» **What is needed**
Look below for the line containing "Can you see the treeline" and the line containing "Can you see the green grass"; repeat exactly those two lines and all lines between them, and nothing else.

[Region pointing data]
:::::
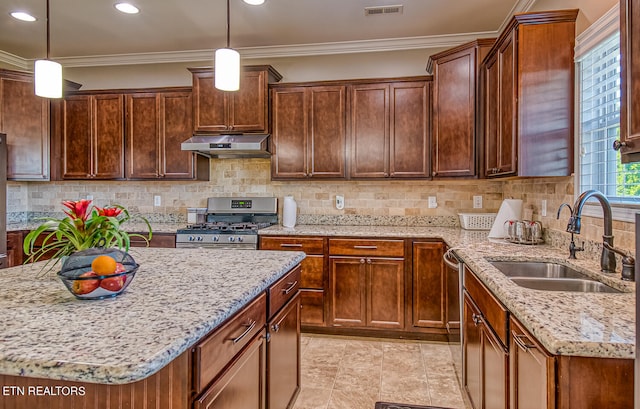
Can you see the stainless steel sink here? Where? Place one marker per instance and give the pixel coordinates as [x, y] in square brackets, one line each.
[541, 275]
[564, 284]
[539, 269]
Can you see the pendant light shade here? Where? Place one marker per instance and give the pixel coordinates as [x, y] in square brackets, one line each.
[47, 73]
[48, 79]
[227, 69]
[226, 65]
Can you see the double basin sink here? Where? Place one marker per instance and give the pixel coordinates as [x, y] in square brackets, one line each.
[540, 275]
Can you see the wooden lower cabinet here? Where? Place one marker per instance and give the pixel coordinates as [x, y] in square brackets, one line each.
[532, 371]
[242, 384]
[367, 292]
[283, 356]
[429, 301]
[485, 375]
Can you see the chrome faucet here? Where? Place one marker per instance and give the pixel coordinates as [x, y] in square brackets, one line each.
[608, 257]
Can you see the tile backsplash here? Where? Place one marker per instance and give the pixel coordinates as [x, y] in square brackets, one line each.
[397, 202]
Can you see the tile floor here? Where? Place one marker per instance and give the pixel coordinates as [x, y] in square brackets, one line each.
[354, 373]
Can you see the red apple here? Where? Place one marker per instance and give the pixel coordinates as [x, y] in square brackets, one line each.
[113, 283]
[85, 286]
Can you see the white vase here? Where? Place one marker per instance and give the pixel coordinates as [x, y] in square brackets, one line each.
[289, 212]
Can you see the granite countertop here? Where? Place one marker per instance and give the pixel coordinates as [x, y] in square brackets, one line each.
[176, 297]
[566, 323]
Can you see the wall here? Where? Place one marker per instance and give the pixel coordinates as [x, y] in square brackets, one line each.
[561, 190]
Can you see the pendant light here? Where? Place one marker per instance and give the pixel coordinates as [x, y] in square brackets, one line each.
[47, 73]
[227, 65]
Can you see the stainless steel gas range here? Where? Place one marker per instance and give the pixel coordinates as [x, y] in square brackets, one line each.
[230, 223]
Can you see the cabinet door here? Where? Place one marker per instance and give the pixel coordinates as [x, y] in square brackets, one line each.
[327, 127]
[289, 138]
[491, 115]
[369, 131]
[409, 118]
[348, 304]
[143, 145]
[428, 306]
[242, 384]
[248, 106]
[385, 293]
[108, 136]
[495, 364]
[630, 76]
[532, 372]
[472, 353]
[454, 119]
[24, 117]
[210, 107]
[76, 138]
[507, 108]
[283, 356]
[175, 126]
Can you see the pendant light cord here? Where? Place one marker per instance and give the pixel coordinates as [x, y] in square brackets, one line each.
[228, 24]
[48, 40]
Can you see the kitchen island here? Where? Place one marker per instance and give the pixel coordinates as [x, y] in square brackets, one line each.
:::::
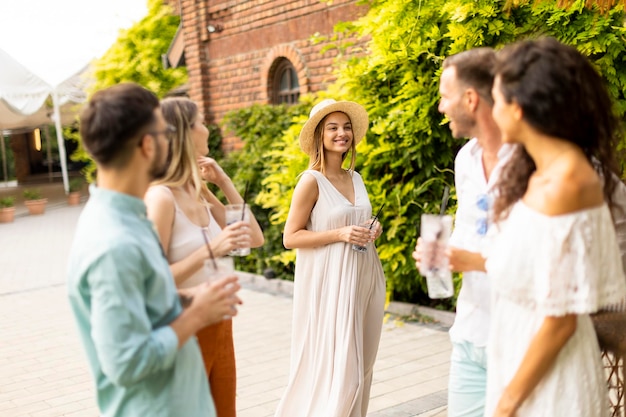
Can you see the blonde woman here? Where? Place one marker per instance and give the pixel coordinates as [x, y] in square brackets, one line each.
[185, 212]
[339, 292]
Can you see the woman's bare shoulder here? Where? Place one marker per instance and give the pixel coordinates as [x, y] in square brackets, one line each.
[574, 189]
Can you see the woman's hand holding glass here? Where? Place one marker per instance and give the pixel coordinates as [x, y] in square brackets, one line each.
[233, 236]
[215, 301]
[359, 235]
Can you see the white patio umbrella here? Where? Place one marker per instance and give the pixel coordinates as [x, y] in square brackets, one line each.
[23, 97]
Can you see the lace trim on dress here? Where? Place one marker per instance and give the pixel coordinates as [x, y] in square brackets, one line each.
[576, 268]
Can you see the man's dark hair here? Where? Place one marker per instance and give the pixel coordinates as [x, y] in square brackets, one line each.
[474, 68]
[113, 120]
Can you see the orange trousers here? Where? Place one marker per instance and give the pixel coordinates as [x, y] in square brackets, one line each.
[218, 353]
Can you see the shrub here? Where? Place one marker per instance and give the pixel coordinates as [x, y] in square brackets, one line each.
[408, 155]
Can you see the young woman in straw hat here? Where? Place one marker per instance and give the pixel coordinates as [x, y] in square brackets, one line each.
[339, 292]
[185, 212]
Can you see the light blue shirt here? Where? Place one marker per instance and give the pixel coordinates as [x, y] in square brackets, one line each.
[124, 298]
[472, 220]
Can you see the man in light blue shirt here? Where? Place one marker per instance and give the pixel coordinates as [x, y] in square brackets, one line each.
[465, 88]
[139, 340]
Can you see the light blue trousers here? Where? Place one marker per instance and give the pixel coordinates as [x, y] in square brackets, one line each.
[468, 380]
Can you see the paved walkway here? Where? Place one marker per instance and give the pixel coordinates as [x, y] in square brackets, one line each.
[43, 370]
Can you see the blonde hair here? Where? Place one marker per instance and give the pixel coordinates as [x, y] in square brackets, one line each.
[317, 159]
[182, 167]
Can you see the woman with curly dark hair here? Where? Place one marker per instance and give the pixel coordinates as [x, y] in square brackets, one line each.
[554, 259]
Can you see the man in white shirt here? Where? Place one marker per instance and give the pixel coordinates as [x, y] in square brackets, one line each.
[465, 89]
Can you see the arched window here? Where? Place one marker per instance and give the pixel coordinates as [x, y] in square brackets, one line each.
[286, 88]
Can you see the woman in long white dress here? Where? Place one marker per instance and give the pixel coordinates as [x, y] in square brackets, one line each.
:::::
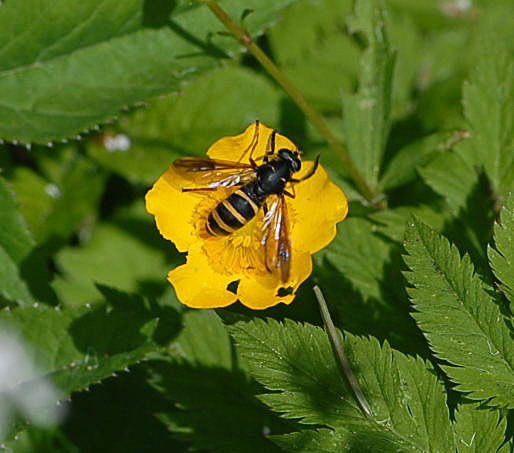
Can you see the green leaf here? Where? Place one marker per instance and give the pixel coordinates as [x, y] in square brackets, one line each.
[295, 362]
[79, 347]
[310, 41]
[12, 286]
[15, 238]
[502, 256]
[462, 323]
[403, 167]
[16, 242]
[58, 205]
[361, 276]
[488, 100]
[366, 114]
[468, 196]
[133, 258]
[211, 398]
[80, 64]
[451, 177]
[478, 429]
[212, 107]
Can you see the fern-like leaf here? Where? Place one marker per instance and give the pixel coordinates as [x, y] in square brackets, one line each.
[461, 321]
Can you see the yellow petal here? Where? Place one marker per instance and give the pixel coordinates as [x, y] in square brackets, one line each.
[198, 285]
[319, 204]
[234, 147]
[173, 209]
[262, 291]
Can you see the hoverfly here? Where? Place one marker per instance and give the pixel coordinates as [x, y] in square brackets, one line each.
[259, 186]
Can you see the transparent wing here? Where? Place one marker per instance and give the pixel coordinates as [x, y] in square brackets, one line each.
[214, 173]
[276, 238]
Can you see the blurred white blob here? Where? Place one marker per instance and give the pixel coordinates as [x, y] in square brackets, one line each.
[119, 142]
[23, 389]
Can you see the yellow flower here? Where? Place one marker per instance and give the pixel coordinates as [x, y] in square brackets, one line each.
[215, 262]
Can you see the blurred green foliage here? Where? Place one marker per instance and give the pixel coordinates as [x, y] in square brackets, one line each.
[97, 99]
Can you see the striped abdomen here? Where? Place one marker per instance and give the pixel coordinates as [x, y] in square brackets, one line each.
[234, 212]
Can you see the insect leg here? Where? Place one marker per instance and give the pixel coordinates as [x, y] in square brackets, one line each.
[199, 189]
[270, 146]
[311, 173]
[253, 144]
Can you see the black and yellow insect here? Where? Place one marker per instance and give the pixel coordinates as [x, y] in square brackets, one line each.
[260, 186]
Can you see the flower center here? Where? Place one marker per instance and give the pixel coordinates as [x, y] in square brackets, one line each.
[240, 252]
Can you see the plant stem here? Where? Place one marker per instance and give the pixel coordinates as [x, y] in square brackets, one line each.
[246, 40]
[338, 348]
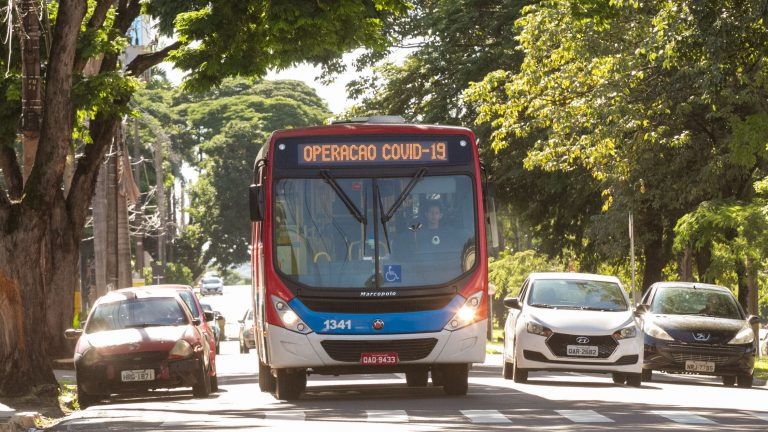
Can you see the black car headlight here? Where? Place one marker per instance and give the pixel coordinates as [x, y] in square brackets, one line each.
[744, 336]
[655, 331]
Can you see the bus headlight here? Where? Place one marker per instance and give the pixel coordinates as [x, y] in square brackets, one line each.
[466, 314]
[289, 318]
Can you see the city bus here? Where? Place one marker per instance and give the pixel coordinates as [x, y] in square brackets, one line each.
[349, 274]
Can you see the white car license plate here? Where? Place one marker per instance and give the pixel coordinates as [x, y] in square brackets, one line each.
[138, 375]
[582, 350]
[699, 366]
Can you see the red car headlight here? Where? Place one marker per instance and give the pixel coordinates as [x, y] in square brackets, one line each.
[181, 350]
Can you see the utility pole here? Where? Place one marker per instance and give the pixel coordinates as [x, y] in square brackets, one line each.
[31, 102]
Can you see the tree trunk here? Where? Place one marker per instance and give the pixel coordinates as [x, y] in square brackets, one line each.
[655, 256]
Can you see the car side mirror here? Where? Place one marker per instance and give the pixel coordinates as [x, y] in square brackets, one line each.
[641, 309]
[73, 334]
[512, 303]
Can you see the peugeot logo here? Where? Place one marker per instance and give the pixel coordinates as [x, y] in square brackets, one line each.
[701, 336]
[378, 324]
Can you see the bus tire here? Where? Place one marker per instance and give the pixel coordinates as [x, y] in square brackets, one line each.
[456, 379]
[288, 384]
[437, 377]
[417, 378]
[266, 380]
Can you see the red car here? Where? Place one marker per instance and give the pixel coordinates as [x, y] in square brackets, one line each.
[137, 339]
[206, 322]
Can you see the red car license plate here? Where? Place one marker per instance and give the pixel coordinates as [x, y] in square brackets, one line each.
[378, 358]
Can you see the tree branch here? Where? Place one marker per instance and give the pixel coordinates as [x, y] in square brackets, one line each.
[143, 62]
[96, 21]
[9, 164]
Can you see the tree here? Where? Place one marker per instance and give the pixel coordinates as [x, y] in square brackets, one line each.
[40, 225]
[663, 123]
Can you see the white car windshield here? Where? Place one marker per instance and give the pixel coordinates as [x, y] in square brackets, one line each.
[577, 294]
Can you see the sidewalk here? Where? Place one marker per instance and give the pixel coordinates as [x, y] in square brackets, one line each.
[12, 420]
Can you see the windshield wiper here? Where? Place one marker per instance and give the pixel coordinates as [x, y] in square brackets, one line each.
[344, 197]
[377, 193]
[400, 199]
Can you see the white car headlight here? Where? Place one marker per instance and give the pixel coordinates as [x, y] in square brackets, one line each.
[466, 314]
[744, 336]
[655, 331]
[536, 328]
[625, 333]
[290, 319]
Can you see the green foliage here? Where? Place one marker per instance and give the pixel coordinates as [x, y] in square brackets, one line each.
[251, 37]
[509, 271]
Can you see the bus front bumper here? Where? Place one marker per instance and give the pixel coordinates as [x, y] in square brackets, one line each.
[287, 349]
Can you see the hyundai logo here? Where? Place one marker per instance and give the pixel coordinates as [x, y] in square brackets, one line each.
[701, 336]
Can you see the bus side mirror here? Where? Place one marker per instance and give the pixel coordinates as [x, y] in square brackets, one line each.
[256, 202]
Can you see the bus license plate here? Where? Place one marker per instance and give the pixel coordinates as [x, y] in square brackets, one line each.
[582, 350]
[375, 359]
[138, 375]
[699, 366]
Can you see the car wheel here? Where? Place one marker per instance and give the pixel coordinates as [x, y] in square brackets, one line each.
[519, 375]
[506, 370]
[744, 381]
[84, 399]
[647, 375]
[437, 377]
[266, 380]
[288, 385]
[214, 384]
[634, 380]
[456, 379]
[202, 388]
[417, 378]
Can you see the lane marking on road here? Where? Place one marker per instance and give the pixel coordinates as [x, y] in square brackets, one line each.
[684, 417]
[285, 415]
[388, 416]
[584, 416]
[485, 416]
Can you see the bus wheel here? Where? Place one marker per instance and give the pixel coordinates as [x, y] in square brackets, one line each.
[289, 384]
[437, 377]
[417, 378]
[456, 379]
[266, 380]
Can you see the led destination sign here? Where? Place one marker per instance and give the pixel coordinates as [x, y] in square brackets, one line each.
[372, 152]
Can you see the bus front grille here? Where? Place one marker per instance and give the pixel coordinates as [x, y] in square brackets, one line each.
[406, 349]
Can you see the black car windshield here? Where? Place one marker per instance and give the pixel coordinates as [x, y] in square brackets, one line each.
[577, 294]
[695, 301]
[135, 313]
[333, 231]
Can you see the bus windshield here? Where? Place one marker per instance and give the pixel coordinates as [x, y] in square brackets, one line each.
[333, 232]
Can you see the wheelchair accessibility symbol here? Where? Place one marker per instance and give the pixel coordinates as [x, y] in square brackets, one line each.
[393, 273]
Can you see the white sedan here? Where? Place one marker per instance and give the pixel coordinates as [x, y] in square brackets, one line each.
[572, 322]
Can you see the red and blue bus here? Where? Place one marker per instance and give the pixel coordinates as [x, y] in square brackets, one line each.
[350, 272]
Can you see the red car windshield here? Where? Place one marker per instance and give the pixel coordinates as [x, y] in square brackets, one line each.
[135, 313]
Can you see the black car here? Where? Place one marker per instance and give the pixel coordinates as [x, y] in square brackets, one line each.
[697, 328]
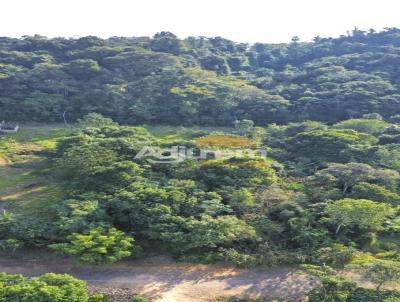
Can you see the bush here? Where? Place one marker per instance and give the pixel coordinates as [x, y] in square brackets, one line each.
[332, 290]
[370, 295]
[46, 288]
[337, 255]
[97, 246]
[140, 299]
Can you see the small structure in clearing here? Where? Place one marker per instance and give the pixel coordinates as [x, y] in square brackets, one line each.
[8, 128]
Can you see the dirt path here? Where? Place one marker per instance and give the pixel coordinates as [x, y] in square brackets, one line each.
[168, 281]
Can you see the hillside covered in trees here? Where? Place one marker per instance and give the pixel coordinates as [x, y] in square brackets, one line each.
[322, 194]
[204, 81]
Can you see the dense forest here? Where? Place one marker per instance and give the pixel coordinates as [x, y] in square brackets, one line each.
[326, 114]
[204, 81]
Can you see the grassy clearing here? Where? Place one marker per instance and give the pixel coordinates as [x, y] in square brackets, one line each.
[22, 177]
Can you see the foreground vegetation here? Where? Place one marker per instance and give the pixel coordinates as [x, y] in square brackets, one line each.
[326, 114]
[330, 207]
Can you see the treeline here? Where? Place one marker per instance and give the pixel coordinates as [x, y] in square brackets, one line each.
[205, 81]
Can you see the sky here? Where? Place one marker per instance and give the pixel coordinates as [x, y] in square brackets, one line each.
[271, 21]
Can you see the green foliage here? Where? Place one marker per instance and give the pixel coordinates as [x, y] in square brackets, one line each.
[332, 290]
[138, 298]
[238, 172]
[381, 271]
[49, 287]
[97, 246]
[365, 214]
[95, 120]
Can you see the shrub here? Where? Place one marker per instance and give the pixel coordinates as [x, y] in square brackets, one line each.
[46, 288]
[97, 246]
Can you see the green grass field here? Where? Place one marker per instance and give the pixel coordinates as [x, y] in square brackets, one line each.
:::::
» **Reply to the task**
Can you see the treeline here? Where? Place one marker per instance and give the pixel coordinates as [x, y] in square brackets, one line each.
[205, 81]
Can you see the sky here? Where? Place one marker per instance and give the pixel coordinates as [x, y] in square brackets, one line each.
[271, 21]
Can you see the green foliage here? Where? Place one marker per instance and give the pixel coordinates as [x, y] in square brackets, one line each.
[332, 290]
[138, 298]
[238, 172]
[381, 271]
[49, 287]
[97, 246]
[365, 214]
[95, 120]
Can you see the shrub here? Where? Place one marker per instance and give the pixel coordinates as [x, y] in square brackets, one line each.
[46, 288]
[97, 246]
Can you see the green grass field here? Where? Place one marker per instance and give the pixel coordinates as [x, y] in square brackets, one line each.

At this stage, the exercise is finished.